> _REQUIRED ACTION_: Nothing is to be altered; the data must be repeated exactly.

> _RECORDS TO USE_:
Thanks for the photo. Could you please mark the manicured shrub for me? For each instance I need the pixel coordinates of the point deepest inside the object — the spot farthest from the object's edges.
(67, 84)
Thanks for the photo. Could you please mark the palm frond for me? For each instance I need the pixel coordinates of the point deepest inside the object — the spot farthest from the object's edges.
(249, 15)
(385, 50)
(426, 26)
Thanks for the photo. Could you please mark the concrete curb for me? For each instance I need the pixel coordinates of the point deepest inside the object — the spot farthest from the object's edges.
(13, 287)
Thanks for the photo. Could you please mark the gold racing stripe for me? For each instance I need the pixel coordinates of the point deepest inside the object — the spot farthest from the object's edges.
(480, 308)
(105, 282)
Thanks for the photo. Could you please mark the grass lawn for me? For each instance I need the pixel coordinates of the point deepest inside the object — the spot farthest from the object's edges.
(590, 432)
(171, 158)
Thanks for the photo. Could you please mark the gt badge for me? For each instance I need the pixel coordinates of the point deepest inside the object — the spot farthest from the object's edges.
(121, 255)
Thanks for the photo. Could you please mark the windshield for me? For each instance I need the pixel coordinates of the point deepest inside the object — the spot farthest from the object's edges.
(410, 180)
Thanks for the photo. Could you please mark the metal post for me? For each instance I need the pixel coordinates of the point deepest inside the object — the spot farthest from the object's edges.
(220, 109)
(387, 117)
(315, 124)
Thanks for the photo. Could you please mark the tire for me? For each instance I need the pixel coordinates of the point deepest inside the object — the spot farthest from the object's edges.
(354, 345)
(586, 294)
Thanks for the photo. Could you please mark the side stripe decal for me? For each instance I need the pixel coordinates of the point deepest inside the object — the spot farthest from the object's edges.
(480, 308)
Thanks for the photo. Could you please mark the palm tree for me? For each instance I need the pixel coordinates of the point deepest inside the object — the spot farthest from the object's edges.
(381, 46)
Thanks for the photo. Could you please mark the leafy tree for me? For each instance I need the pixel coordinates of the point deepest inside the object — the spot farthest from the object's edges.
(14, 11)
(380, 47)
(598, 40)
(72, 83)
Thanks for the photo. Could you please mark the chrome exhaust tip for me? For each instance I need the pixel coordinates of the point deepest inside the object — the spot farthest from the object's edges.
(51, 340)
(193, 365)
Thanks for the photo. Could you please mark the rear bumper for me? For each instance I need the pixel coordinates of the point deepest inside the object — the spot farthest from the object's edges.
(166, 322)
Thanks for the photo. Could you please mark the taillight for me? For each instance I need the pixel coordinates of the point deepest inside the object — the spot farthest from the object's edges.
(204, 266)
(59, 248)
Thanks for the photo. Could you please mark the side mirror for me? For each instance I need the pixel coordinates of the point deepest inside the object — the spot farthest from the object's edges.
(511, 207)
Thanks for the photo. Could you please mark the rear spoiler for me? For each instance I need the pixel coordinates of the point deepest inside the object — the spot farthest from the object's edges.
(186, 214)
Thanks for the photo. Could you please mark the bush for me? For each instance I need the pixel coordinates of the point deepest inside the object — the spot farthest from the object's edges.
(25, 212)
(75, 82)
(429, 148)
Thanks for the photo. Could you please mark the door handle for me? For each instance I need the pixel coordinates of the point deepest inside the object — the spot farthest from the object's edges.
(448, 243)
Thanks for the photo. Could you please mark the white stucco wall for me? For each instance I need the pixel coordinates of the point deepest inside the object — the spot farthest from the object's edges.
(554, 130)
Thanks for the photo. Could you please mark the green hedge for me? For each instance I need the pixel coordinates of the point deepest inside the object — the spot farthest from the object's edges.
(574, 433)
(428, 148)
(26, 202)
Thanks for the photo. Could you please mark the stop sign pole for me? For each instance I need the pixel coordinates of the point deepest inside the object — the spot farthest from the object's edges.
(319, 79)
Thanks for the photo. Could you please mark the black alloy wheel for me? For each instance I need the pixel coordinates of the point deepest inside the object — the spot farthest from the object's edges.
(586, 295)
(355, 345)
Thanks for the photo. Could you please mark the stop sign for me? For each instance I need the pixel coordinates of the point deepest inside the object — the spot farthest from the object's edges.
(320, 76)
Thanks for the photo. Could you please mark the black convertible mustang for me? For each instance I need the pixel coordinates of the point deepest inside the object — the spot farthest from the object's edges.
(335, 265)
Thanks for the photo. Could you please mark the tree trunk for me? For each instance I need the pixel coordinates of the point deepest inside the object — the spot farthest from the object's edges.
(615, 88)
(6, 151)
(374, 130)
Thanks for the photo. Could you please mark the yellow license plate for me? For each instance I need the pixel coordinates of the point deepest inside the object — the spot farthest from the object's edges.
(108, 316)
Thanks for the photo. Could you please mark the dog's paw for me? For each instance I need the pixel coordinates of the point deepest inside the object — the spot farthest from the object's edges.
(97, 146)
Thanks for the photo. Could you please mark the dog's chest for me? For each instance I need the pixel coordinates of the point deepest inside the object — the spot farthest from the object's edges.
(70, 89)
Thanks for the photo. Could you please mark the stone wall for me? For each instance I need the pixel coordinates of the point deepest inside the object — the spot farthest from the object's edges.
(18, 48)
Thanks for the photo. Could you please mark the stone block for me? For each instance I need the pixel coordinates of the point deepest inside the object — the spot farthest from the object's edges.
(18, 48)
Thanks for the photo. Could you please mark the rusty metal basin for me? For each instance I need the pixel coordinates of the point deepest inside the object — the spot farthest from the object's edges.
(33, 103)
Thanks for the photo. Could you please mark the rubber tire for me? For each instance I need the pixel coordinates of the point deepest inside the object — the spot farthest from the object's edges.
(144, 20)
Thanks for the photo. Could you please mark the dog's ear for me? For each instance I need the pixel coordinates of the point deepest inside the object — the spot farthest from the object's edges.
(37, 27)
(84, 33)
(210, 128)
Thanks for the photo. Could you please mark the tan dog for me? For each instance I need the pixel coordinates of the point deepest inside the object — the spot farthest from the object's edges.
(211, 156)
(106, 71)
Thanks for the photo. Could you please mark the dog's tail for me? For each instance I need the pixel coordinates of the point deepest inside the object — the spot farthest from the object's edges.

> _WRITTEN SOLUTION_:
Thanks for the photo. Could you please mark the manicured shrub for me? For each instance I need the pixel coordinates of the point deepest inside the object — the spot farthest from the object's edges.
(67, 84)
Thanks for the photo. Could you please mark the palm frond for me? For each instance I need the pixel coordinates of the point deepest inside the object — the spot farthest from the object's edges.
(249, 15)
(385, 50)
(426, 26)
Thanks for the photo. Could you please mark the concrete curb for me? For each instance I need the pixel coordinates of the point deepest inside the object — the spot farthest from the object's edges.
(13, 287)
Thanks for the photo. Could you please mark the gold racing stripe for me? For each instance I need the pixel coordinates of the point deepest inside the object — the spot farthest from the object's edges.
(480, 308)
(105, 282)
Thanks for the photo. Could you please mark the grass lawn for me? For each instance I need the pixel coordinates of the point deepest inside the object — the spot farthest from the object's edges.
(590, 432)
(171, 158)
Thanks for the photo. Could you please mark the gt badge for me? For each instance I need the pixel coordinates of the point deepest inside the object — the spot farthest from the object's edges.
(121, 255)
Thanks for the photo. Could you please mark the windshield for me? For each instance I need the pixel coordinates of the point deepest inside the object — the spot farthest from the object's edges.
(410, 180)
Thanks for the photo. Could you please mark the metal post for me? For each instance I need the pixel coordinates of the point deepest inside the object — the spot farthest from the object's edges.
(220, 109)
(387, 117)
(315, 124)
Thanks for the photo. Could you please mark the tire for me? For each instance I need the pixel coordinates of the point deepest inside the object — the spot farthest from the object's edges.
(354, 345)
(586, 294)
Thanks for the photo. Could you please mark the side stripe decal for me? For each instance I need the pixel coordinates of the point deepest inside the object — the spot farthest from the object's edges.
(480, 308)
Thanks for the photo. Could you please mark the palm tree for me? For each instance I need the pixel coordinates of the point deepest inside the object — the spot farthest from the object's edges.
(381, 46)
Thanks for the photo. Could you please mark the leafy tree for me? For each instance I need the pixel coordinates of the point deepest inside the object — the spot farthest from the object's edges.
(14, 11)
(380, 47)
(598, 40)
(72, 83)
Thanks for the photo. Could you please mark the chrome exhaust tip for me? For each instance I need the pixel coordinates of the point deepest inside the object — the spot farthest from the object's edges.
(51, 340)
(193, 365)
Thanks for the photo. Could you please mark the rear bumper for me? For each instance I need the pixel coordinates of the point deepest inside the object — the spot farthest from the object's edges.
(166, 322)
Thanks for the photo. Could you please mark the taillight for me? For each instance I need the pixel coordinates of the point deepest inside the object — the spot farthest from the object's edges.
(204, 266)
(59, 248)
Thanks for the photo. Could you please mark the side mirror for me? For each instance I need the pixel coordinates of the point deepest inside the object — the spot farthest from the object's edges.
(511, 207)
Thanks for the photo. Could you please mark the rear spoiler for me? For each instance I need the pixel coordinates of the point deepest inside the object — the spot farthest from the object's edges.
(186, 214)
Thanks for the photo. Could you please mark the bush for me? For each instance I need the pixel coordinates of the point deepest inside the object — the spot farthest from the object's edges.
(25, 212)
(75, 82)
(429, 148)
Thanks for the photo. Could you please mark the door handle for me? For each instance I need the pixel coordinates of the point deepest inside the object — the spot farthest from the object's edges.
(448, 243)
Thanks for the photo. Could you please mark the white stucco wall for me? For each instance I need the pixel coordinates of the point deepest inside the object — the spot farthest from the object's edges.
(554, 130)
Thanks for the photo. Could you please mark the green hedge for me? For each instance I need the pixel coordinates of the point deepest inside the object — the spot farthest from the object's edges.
(574, 433)
(428, 148)
(26, 202)
Thanks for the photo. Could you please mark the stop sign pole for me? For each instance I need the pixel coordinates of the point deepest inside the object — the spot farthest from the object's edges.
(319, 79)
Thanks for the photo. Could you please mark the black alloy wheel for me? For each instance I need the pixel coordinates of the point deepest inside the object — the spot farthest from the object's edges.
(586, 295)
(355, 345)
Thanks for the photo. Could you please mark the stop sign for me? For each instance I need the pixel coordinates of the point deepest inside the object — the spot farthest from the object's edges.
(320, 76)
Thanks for the photo. Could you please mark the black convertible mustang for me? For each instance I need the pixel coordinates of the point deepest inside the object — the spot farthest from the object's edges.
(335, 265)
Thanks for the photo. Could you please mark the tree trunk for me? For each instance I need the pixel coordinates of the point deepest inside the object — the spot farthest from the object's edges.
(615, 88)
(6, 151)
(374, 130)
Thanks for the photo. Could you please mark the yellow license plate for me? For each instance I need the pixel coordinates of the point deepest inside the object — the spot farthest from the object's edges.
(108, 316)
Thanks for the photo. Could you please mark the dog's paw for me? For each instance I need the pixel coordinates of the point deepest inside the object — the spot farthest from the object's edges.
(97, 146)
Thanks for the photo. Could you please mark the dog's chest for me? For each instance I need the pixel coordinates of the point deepest inside the object — the spot farthest from the object's edges.
(70, 89)
Thanks for the photo. Could you please mark the stone wall for me? For each instance I need the pixel coordinates of the point deepest inside the object — the spot farthest from the object's edges.
(18, 48)
Thanks for the photo. Could you please mark the stone block for me? For each instance I need the pixel coordinates of the point deepest inside the object — the spot farthest from the object's edges.
(18, 48)
Thanks for the photo. Could you please mark the rusty metal basin for me? For each instance I need the pixel coordinates of the point deepest inside the object — the spot farthest from the object's edges.
(33, 103)
Thanks for the photo. Could you please mark the rubber tire for me? For each instance I need the pixel coordinates of the point deepest inside the object — the spot farthest from the object's edges.
(144, 20)
Thanks for the photo. Could you please mark the dog's ear for me? For each instance I need the pixel coordinates of the point deepest inside the object — the spot farthest from the object's edges.
(37, 27)
(84, 33)
(210, 128)
Thanks for the photo. Could you please mark the tan dog for me? For each instance I need the pixel coordinates of the point deepest inside the object — the spot farthest from the object's edges.
(211, 156)
(106, 71)
Thanks for the photo. Could you please mark the dog's tail for me? For each instance I need the pixel coordinates of the point deepest inside the object — the spot farthest from the object's edges.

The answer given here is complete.